#### [Input data]
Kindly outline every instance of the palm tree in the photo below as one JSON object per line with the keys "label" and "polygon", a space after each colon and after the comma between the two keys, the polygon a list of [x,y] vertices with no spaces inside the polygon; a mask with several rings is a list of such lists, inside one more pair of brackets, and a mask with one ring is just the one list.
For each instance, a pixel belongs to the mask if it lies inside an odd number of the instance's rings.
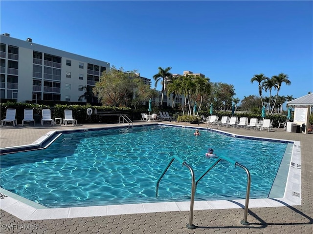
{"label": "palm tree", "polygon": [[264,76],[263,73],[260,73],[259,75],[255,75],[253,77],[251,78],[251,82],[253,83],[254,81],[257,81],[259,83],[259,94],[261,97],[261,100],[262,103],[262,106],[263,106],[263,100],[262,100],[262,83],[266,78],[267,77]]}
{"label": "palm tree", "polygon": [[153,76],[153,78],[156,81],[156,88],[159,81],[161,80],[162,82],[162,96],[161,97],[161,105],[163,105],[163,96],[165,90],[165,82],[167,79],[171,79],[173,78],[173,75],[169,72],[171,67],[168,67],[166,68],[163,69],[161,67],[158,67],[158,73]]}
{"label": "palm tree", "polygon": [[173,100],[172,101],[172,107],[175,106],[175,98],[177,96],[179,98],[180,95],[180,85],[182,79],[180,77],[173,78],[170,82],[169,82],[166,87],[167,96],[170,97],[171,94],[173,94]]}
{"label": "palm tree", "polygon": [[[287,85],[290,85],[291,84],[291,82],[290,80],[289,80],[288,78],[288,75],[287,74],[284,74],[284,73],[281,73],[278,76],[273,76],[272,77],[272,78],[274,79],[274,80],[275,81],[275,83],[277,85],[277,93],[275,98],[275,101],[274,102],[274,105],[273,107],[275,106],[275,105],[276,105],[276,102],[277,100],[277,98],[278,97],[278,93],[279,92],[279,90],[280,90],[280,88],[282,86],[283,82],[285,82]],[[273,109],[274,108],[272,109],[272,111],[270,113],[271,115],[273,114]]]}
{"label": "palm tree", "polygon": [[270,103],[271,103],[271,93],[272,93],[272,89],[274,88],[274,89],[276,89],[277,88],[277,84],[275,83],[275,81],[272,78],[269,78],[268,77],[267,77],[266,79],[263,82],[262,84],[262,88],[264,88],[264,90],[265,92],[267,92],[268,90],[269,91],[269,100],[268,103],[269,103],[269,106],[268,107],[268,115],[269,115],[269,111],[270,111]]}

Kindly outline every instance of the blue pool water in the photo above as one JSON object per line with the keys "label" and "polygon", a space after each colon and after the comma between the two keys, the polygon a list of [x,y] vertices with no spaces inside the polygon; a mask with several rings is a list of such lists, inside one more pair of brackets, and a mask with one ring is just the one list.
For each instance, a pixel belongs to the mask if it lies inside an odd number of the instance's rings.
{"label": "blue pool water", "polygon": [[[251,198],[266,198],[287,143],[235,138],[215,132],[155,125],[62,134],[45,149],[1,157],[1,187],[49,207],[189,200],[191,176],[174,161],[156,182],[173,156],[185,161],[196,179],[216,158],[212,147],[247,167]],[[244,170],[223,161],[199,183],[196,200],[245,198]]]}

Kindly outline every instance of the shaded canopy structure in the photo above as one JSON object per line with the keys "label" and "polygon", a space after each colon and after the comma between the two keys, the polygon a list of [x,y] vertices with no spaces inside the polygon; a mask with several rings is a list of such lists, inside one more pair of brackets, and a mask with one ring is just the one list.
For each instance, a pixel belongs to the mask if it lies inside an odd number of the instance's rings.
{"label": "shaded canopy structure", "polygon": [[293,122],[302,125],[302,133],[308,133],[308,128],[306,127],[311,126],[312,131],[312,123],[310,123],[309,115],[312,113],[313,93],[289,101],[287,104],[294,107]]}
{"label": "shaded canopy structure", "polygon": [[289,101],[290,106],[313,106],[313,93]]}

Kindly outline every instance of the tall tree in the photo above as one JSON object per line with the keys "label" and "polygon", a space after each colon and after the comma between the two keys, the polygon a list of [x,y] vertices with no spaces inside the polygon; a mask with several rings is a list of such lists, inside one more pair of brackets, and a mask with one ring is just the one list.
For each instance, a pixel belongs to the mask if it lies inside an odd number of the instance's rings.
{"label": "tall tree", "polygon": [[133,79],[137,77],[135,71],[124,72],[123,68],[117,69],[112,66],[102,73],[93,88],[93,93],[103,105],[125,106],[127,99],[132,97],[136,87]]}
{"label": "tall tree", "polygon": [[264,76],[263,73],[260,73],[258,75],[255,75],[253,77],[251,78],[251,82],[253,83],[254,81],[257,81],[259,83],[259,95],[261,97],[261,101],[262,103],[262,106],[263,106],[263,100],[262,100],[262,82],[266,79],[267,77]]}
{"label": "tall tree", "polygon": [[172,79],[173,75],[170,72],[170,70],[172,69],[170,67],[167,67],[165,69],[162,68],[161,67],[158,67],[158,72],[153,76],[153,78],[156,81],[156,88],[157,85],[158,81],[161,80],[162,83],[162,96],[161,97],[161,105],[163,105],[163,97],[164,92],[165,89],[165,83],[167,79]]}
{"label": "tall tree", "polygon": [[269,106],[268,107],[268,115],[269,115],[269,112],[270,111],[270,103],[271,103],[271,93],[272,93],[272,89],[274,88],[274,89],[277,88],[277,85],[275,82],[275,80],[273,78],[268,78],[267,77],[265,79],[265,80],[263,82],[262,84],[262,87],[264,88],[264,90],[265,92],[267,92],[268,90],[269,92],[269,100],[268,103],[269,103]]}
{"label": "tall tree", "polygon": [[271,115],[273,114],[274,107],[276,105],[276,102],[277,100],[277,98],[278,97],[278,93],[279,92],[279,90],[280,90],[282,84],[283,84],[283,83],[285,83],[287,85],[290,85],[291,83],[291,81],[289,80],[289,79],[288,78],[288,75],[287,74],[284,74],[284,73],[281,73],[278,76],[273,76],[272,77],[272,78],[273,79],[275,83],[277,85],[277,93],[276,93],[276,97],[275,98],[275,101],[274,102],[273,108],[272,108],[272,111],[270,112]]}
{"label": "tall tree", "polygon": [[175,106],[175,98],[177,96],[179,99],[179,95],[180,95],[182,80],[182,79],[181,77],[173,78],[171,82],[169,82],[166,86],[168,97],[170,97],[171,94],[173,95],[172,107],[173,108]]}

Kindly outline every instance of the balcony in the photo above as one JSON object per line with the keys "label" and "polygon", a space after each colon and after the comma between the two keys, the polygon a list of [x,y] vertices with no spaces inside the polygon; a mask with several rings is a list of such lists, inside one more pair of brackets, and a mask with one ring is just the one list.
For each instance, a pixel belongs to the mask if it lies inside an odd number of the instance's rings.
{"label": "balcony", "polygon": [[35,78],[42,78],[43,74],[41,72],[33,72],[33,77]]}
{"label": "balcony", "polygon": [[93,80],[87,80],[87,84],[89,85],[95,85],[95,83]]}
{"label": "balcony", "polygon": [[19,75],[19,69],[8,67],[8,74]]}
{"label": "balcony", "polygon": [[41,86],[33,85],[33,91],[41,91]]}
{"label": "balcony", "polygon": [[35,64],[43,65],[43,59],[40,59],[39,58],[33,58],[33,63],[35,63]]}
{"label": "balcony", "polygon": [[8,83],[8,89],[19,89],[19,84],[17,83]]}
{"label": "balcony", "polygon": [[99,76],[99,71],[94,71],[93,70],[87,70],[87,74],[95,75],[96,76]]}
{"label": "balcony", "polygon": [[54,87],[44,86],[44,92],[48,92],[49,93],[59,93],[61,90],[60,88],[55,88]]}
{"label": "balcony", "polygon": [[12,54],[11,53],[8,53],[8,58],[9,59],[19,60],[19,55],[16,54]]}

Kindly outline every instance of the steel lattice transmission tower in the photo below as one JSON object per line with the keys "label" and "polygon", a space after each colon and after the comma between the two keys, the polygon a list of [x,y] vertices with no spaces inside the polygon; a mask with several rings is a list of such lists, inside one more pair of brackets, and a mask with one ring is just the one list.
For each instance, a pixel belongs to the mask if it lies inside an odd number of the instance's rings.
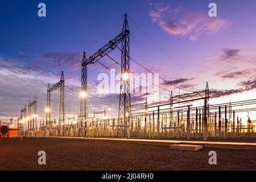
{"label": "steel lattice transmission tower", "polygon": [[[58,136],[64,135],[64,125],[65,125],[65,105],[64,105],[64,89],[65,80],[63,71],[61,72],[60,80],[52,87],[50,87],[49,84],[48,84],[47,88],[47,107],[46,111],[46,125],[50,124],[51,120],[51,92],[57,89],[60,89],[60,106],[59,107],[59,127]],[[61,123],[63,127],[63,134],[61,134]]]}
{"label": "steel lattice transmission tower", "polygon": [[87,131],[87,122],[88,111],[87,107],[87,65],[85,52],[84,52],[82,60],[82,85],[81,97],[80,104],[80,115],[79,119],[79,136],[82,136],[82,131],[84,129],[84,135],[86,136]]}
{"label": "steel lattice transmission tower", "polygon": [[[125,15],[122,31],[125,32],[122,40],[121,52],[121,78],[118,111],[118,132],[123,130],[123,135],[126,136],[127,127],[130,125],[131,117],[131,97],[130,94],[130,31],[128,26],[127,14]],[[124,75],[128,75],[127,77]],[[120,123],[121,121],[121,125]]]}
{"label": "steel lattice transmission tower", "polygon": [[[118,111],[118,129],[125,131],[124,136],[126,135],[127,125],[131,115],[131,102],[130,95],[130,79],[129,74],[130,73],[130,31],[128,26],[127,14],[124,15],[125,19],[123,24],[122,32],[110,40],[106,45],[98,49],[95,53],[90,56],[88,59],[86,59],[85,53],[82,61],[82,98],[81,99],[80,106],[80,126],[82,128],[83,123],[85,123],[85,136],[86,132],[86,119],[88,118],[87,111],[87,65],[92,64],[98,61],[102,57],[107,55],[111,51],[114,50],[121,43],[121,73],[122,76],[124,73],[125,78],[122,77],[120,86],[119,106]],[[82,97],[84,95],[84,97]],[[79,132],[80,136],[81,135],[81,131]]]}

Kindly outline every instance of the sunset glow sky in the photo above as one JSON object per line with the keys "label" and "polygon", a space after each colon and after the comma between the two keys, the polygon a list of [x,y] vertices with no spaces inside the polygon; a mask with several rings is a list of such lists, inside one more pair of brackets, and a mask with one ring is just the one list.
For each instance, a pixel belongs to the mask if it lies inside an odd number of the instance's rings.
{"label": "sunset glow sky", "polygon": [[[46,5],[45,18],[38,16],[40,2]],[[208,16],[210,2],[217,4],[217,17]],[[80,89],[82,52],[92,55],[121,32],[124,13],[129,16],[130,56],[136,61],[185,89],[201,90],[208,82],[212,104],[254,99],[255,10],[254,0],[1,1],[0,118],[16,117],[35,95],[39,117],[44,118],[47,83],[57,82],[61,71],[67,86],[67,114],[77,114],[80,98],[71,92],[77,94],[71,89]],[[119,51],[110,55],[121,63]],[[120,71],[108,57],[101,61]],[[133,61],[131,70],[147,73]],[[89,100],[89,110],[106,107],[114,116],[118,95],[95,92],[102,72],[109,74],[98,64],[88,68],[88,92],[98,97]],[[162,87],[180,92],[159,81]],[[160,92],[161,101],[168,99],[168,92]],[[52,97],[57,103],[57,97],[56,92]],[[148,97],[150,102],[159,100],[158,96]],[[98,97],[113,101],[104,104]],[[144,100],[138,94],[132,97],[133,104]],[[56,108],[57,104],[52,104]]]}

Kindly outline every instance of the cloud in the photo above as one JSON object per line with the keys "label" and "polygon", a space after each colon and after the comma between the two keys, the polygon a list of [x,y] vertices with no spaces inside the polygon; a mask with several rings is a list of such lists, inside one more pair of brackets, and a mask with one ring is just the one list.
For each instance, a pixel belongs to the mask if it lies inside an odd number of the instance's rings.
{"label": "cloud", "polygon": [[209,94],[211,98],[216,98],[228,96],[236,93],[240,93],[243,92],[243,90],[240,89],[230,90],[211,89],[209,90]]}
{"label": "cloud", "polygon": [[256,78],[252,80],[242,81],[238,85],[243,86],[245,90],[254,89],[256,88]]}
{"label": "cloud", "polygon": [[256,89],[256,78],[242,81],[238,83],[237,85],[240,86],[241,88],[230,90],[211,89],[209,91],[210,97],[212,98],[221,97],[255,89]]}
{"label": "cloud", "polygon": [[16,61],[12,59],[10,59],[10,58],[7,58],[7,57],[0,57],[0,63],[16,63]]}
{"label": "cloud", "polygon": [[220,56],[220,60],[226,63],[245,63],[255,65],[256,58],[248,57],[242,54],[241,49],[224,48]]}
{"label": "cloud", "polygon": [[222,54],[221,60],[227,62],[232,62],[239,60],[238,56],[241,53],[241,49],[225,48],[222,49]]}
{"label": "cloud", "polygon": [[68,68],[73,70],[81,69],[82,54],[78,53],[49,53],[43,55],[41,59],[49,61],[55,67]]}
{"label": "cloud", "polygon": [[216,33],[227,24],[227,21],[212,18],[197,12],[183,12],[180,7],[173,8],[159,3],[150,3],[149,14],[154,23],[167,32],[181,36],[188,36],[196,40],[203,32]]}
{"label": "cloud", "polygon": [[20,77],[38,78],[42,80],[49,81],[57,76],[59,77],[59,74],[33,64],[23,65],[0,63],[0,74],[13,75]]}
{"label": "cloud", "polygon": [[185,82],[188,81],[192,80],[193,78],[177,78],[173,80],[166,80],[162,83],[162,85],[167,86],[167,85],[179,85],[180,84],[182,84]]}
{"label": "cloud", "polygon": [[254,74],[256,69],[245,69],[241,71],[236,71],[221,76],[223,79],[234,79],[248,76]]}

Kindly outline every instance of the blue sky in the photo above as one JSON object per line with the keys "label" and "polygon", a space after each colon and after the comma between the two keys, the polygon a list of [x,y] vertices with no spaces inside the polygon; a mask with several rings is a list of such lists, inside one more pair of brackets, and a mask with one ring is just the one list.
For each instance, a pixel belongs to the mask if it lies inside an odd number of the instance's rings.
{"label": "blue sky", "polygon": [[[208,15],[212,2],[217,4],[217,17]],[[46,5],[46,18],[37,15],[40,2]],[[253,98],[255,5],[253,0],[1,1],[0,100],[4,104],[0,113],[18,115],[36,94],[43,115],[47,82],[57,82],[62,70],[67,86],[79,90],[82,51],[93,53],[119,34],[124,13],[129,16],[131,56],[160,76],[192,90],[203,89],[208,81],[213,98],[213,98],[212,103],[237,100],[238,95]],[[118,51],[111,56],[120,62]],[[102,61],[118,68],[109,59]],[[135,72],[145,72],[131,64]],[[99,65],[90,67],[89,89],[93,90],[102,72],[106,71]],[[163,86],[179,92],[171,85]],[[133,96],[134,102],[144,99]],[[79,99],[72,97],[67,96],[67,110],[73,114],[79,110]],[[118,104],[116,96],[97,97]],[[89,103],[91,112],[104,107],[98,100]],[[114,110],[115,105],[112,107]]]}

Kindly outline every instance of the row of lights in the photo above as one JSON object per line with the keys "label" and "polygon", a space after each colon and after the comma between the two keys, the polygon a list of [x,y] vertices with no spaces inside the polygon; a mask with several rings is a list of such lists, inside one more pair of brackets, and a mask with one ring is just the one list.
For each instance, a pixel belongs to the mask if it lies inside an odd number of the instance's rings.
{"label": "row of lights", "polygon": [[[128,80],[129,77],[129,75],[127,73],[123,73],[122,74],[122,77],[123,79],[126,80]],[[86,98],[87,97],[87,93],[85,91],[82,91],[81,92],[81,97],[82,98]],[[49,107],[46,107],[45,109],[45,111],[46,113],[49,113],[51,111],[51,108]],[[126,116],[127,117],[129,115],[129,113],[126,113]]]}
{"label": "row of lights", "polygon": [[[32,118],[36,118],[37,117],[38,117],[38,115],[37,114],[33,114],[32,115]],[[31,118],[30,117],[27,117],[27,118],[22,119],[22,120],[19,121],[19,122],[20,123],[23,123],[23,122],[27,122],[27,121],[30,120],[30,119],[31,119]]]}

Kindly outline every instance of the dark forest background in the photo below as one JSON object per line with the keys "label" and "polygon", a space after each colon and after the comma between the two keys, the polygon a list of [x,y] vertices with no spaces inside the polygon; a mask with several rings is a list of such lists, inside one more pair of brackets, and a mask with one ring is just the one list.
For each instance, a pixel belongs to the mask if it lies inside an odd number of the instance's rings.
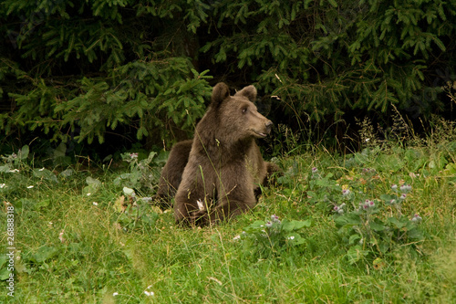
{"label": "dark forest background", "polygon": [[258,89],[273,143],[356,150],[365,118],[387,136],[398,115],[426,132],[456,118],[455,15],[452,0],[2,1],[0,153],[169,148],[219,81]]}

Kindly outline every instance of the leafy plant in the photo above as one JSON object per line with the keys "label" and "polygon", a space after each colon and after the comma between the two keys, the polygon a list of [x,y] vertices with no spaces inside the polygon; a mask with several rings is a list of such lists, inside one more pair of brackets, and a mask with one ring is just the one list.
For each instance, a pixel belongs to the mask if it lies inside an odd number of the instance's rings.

#### [Exercise objective]
Pull out each line of the rows above that contains the string "leafy", treating uppercase and lowercase as different. Reproduce those lines in their original order and leave out all others.

#### [Expected answer]
Kindly outline every instance of the leafy plant in the photo above as one JSON object per line with the keys "label" and "polygon", a space after each colon and after the comma between the two keys, the polygon a list of [x,y] vertices with no spaces inside the polygon; a mask with several rings is a list of such lists, inside one more pair of brackets, and a mask with one ring is just the one list.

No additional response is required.